SHORT TASK - Write out the data again in full, exactly as it reads.

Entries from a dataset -
=======
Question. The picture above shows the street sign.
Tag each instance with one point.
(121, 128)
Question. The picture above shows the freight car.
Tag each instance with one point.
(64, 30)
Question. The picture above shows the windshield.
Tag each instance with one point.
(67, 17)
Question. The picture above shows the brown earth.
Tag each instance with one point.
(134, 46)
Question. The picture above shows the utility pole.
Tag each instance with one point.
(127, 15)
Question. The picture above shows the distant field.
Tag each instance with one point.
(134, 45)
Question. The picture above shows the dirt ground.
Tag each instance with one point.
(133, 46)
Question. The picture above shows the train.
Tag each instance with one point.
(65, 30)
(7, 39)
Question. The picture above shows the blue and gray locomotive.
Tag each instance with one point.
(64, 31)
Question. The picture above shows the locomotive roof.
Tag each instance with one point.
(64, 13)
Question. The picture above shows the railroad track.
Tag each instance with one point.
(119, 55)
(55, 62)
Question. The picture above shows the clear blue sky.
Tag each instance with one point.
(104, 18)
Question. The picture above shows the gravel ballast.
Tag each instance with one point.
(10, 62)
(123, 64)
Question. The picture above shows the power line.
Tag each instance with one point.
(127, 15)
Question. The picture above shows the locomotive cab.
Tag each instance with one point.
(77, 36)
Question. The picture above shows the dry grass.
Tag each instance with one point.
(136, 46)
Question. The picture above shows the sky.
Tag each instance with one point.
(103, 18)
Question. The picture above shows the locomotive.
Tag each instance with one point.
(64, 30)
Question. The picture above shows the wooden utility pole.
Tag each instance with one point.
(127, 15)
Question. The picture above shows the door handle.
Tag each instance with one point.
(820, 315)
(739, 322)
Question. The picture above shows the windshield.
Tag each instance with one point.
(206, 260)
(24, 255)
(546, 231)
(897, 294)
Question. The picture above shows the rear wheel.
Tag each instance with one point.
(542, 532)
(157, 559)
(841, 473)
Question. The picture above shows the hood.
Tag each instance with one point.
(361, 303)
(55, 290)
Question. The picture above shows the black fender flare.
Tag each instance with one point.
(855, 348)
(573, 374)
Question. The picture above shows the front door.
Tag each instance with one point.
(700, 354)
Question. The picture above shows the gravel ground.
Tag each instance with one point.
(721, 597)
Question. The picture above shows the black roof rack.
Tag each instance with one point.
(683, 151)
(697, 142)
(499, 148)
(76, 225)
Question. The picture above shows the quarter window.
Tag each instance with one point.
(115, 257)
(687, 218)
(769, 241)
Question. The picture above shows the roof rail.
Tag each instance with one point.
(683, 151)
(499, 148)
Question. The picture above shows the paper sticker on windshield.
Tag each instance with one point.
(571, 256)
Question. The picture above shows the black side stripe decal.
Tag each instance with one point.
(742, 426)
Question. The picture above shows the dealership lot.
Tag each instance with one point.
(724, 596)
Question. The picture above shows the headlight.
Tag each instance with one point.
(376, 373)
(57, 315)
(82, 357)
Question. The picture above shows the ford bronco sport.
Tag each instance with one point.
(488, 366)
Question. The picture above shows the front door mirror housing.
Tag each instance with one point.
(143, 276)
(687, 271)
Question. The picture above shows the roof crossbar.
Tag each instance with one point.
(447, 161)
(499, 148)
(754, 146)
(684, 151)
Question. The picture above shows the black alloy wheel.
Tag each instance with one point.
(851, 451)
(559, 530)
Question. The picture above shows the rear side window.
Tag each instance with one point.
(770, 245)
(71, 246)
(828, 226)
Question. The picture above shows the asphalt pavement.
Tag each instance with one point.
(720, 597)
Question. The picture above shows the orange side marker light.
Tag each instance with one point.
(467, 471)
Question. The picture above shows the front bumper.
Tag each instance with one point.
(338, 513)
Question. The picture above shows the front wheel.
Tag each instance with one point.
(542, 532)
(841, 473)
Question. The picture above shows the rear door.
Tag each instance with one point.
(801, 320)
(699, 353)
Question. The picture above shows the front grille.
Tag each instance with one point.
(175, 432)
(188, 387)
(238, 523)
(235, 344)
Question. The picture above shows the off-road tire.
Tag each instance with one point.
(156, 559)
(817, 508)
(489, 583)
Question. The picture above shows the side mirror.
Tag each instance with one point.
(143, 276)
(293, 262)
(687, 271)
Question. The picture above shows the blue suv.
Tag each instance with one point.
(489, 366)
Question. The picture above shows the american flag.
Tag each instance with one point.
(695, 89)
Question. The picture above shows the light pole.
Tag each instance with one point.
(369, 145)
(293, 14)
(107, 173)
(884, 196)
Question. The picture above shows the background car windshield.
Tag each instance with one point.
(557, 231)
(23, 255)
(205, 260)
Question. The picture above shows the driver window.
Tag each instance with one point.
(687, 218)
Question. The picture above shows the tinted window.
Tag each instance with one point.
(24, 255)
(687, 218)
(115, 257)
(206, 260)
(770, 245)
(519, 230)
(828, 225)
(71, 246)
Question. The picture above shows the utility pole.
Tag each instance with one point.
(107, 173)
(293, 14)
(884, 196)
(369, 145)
=======
RESPONSE TO THE EXERCISE -
Question. The picture above shows the street sign.
Tag each instance with one point.
(121, 128)
Question. The picture above shows the freight car.
Tag each instance with one point.
(64, 30)
Question. The picture above shows the windshield.
Tag each instance with one point.
(67, 17)
Question. The picture above shows the brown earth.
Tag each instance with one point.
(134, 46)
Question. The picture above shows the utility pole.
Tag each instance with one point.
(127, 15)
Question. The picture above shows the distant field.
Tag each instance with one point.
(134, 45)
Question. The picture above shows the dirt ground.
Tag each instance with one point.
(133, 46)
Question. The picture above shows the train.
Tag each instance with one point.
(65, 30)
(7, 39)
Question. The picture above shows the blue and gray locomotive.
Tag each instance with one point.
(64, 31)
Question. The picture above shows the locomotive roof.
Tag each instance with one point.
(64, 13)
Question. The picture above shows the railroad track.
Tag each instance with one point.
(119, 55)
(55, 62)
Question. The picture above shows the clear blue sky.
Tag each instance with one point.
(104, 18)
Question. The picture above shows the gravel ballast.
Tag each instance with one point.
(10, 62)
(123, 64)
Question. The picture above shows the power line.
Tag each instance with one point.
(127, 15)
Question. The picture above shows the locomotive cab.
Tag each instance with one point.
(77, 36)
Question. The picture above shows the dry grass.
Tag each instance with one point.
(136, 46)
Question. The picture above shows the sky.
Tag each instance with one point.
(103, 18)
Question. The picture above shows the locomotive.
Tag each instance with one point.
(64, 30)
Question. The picture above shows the wooden utility pole.
Tag each instance with one point.
(127, 15)
Question. The picture above shows the door handle.
Tag each instance with one point.
(820, 315)
(739, 322)
Question. The picture above shows the windshield.
Tag each instance with one point.
(206, 260)
(24, 255)
(546, 231)
(897, 294)
Question. The picture above shows the rear wheel.
Tag each instance with one point.
(542, 532)
(157, 559)
(841, 473)
Question. The picture above shows the hood.
Tag each instance with one point.
(361, 303)
(55, 290)
Question. The picture above shows the black fender flare.
Tag each instance with one point.
(855, 348)
(573, 374)
Question. The picture above shows the front door.
Tag each instance with one point.
(700, 354)
Question. The picture above shows the gravel ground.
Tag each instance with one point.
(721, 597)
Question. The picture above shows the black roof rack.
Tag each instance with one point.
(683, 151)
(697, 142)
(499, 148)
(76, 225)
Question. The picture above shows the quarter window.
Tag each instance with one point.
(115, 257)
(687, 218)
(769, 241)
Question. The picture above shows the roof rail.
Tag each instance with one point.
(683, 151)
(499, 148)
Question. The picture above shows the paper sticker on windshield.
Tag each instance with one point.
(571, 256)
Question. The picture above shows the black side stripe decal.
Tag each instance with one point.
(742, 426)
Question. The picture above shows the dealership lot.
Tag each instance with one point.
(724, 596)
Question. The picture above shows the headlight.
Tag each instance with one point.
(376, 373)
(57, 315)
(82, 357)
Question. The picture above shows the ford bronco sport.
Tag each instance with one point.
(488, 366)
Question. The picture above shows the front door mirror housing.
Tag each instance with one point.
(143, 276)
(687, 271)
Question. The picture above shows the roof crossbar.
Tag each instance with one point.
(447, 161)
(499, 148)
(754, 146)
(684, 151)
Question. The picture above shows the black alloy wheel.
Tag each instance with one point.
(851, 451)
(559, 530)
Question. The picture above shows the rear side window.
Tag each instance with one point.
(770, 245)
(71, 246)
(828, 226)
Question. The picture above shows the asphalt pavement.
Tag each instance with one point.
(720, 597)
Question. The picture above shows the orange side marker light.
Tag each instance with one point.
(467, 471)
Question. The picture above shows the front bumper.
Tag each instance with one point.
(338, 513)
Question. The picture above shows the front wheel.
Tag each instance with one point.
(542, 532)
(841, 473)
Question. The picture above shows the rear door.
Tag each instance with one point.
(801, 320)
(699, 353)
Question. The picture above shows the front grille.
Tag each instance with one point.
(175, 432)
(188, 387)
(238, 523)
(235, 344)
Question. The picture above shows the off-road tire.
Tag each instance with one point.
(156, 559)
(817, 508)
(489, 583)
Question. The picture above shows the side mirror.
Tag each instance with one point.
(143, 276)
(293, 262)
(687, 271)
Question. The picture above shows the blue suv.
Tag each instance with one point.
(489, 366)
Question. The picture above shows the american flag.
Tag each instance with one point.
(695, 89)
Question. The picture above shows the light pole.
Tag each instance with one point.
(369, 145)
(293, 14)
(107, 173)
(884, 196)
Question. The picture above shows the background car windshield.
Tag each instance with one point.
(557, 231)
(23, 255)
(205, 260)
Question. The picture above shows the driver window.
Tag each instance with one point.
(687, 218)
Question. The picture above shows the tinted window.
Tag each instance with one point.
(24, 255)
(687, 218)
(115, 257)
(206, 260)
(770, 245)
(519, 230)
(828, 225)
(71, 246)
Question. The picture above shows the utility pole.
Tag each instance with one point.
(107, 173)
(293, 14)
(884, 196)
(369, 145)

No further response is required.